▸ **Data provided**

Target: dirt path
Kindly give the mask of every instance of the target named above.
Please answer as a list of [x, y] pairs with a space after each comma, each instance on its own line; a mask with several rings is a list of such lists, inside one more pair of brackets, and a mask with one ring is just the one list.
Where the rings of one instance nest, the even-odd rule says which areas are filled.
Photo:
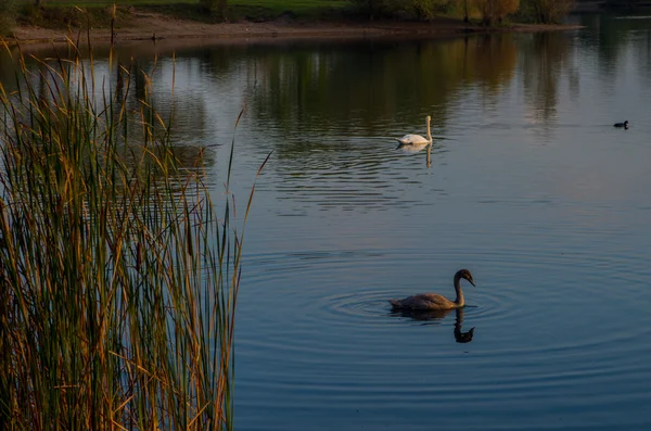
[[[533, 31], [567, 28], [572, 27], [518, 25], [499, 30]], [[430, 23], [386, 21], [305, 24], [281, 18], [268, 23], [205, 24], [178, 20], [159, 13], [135, 11], [128, 25], [123, 25], [122, 28], [116, 30], [115, 40], [151, 40], [154, 37], [156, 39], [248, 39], [264, 37], [349, 38], [390, 35], [452, 36], [486, 31], [488, 30], [485, 27], [465, 25], [454, 20], [435, 20]], [[492, 31], [496, 30], [493, 29]], [[18, 26], [14, 29], [14, 40], [21, 43], [64, 41], [68, 35], [67, 30], [33, 26]], [[111, 30], [107, 28], [91, 29], [90, 35], [94, 41], [111, 40]]]

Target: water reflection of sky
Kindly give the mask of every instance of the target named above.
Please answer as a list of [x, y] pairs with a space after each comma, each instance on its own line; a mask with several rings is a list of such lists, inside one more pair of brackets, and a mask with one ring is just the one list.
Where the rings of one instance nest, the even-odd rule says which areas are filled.
[[[588, 27], [215, 45], [176, 63], [156, 48], [156, 104], [180, 148], [210, 149], [217, 202], [243, 106], [240, 208], [273, 151], [246, 230], [239, 427], [648, 428], [649, 22], [576, 20]], [[394, 140], [425, 115], [430, 167]], [[460, 267], [477, 283], [472, 342], [455, 316], [390, 315], [387, 297], [452, 294]]]

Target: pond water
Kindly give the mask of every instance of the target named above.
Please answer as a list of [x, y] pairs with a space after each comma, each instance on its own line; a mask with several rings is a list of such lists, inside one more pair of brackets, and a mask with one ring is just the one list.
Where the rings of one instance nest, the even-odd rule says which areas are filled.
[[[155, 63], [157, 105], [188, 164], [208, 149], [216, 200], [243, 106], [240, 207], [273, 151], [246, 228], [237, 429], [651, 426], [651, 16], [573, 20], [587, 27], [221, 42], [175, 61], [118, 48]], [[426, 115], [429, 157], [397, 149]], [[462, 313], [391, 313], [392, 297], [454, 299], [460, 268], [476, 283]]]

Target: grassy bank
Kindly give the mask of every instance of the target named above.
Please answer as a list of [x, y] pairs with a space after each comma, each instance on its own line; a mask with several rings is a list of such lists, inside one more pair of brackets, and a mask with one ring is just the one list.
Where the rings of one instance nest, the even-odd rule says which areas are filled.
[[[206, 13], [196, 0], [117, 0], [112, 1], [51, 1], [38, 8], [33, 3], [23, 3], [17, 8], [18, 24], [28, 24], [47, 28], [107, 28], [111, 22], [113, 4], [116, 4], [116, 28], [130, 25], [136, 13], [158, 12], [165, 15], [204, 23], [218, 23], [222, 20]], [[266, 22], [282, 16], [292, 20], [339, 18], [349, 16], [350, 2], [347, 0], [237, 0], [229, 2], [227, 17], [229, 22], [243, 20]]]
[[95, 81], [91, 54], [67, 51], [22, 59], [13, 93], [0, 84], [0, 423], [231, 429], [230, 167], [214, 206], [201, 156], [188, 169], [175, 155], [151, 76]]

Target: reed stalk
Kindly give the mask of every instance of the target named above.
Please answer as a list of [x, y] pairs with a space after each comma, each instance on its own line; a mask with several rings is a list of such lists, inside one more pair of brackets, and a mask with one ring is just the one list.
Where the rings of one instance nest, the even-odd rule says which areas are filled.
[[239, 230], [130, 72], [98, 98], [68, 49], [0, 83], [0, 428], [230, 430], [254, 189]]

▸ **Your objective**
Convert the listing from the line containing "Target: grassy bank" through the line containing "22], [243, 20]]]" into a two-column CSV with headers instruction and mask. Each row should give the instruction text and its mask, each in one quoted field with line breaks replaced by spaces.

▸ **Result for this task**
instruction,mask
"Target: grassy bank Kindly give the mask of every instance of the target named above. Please answer as a list of [x, y] pairs with a space after each comma, each instance on its own line; a mask with several rings is a list of such lists, inside one more pair of brackets, and a mask with one ring is just the one list. Where the rings of one instance nest, the even-odd rule says which areas are filled.","[[[206, 13], [196, 0], [117, 0], [112, 1], [51, 1], [38, 8], [33, 3], [23, 3], [17, 8], [18, 24], [28, 24], [47, 28], [107, 28], [111, 22], [113, 4], [116, 4], [116, 28], [130, 25], [136, 13], [158, 12], [165, 15], [204, 23], [218, 23], [222, 20]], [[266, 22], [282, 16], [292, 20], [339, 18], [349, 16], [350, 2], [347, 0], [237, 0], [229, 2], [227, 17], [229, 22], [243, 20]]]"